Set problem: Rewrite the learning-designer post, starting with "How to get faculty" and going on through "mostly) online course?", swapping "campus" for "university" throughout.

## START Quoted passage

Are You Working With a Learning Designer?

How to get faculty truly integrating tech and teaching.

November 6, 2013

Are you working with a learning designer?

Have you consulted a learning design professional on your campus to help you think about:

  • Leveraging learning technologies to assist you in meeting your teaching goals?
  • Evolving your face-to-face course to a more blended teaching methodology, one in which some of year teaching is done on your campus learning management system (LMS)?
  • Creating a fully (or mostly) online course?

My hypothesis is that the ability to collaborate with a learning designer is the single most important determinant of faculty successfully integrating technology into their teaching.

Let me be clear that I’m talking about trained (and credentialed) learning designers. Professionals who have a strong theoretical grasp on how people learn, and a background in partnering with faculty to leverage technology for effective course design.  

It may be that people not formally trained in learning design (such as myself) can pick up enough knowledge and experience to play this role. The key, I think, is the development of expertise in learning theory and best practices - with expertise in technology important but only within the context of knowledge effective course design methods and pedagogical practices.

A learning designer, unlike an educational technologist, focuses almost all of her time on collaborating directly with instructors on course design, development and teaching. She does not spend a large amount of time on technical support or testing.

What I’m wondering about is how scarce (or abundant) learning designer resources are on campus?

What is the instructor-to-learning-designer ratio on campus?

## END Quoted passage
## START Data

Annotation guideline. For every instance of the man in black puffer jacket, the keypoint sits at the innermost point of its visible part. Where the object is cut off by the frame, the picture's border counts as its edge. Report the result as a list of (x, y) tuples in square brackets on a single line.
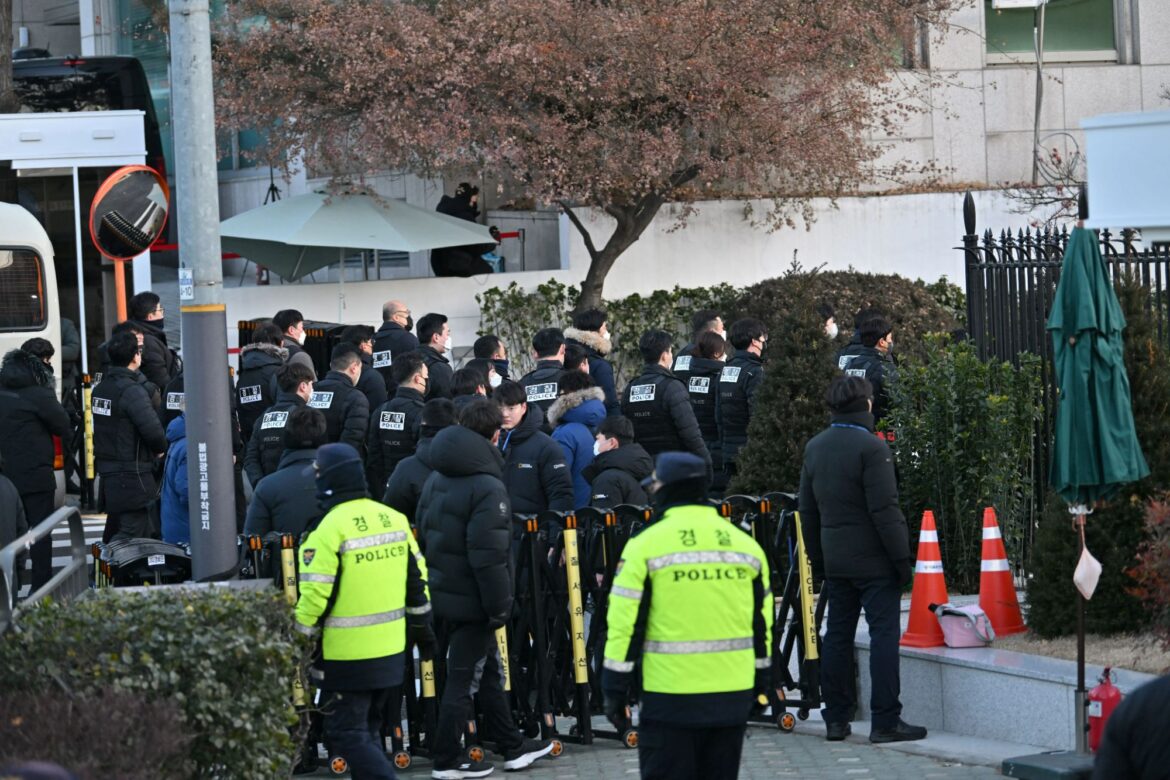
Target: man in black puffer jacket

## END Data

Exercise solution:
How to get faculty truly integrating tech and teaching.

November 6, 2013

Are you working with a learning designer?

Have you consulted a learning design professional on your university to help you think about:

  • Leveraging learning technologies to assist you in meeting your teaching goals?
  • Evolving your face-to-face course to a more blended teaching methodology, one in which some of year teaching is done on your university learning management system (LMS)?
  • Creating a fully (or mostly) online course?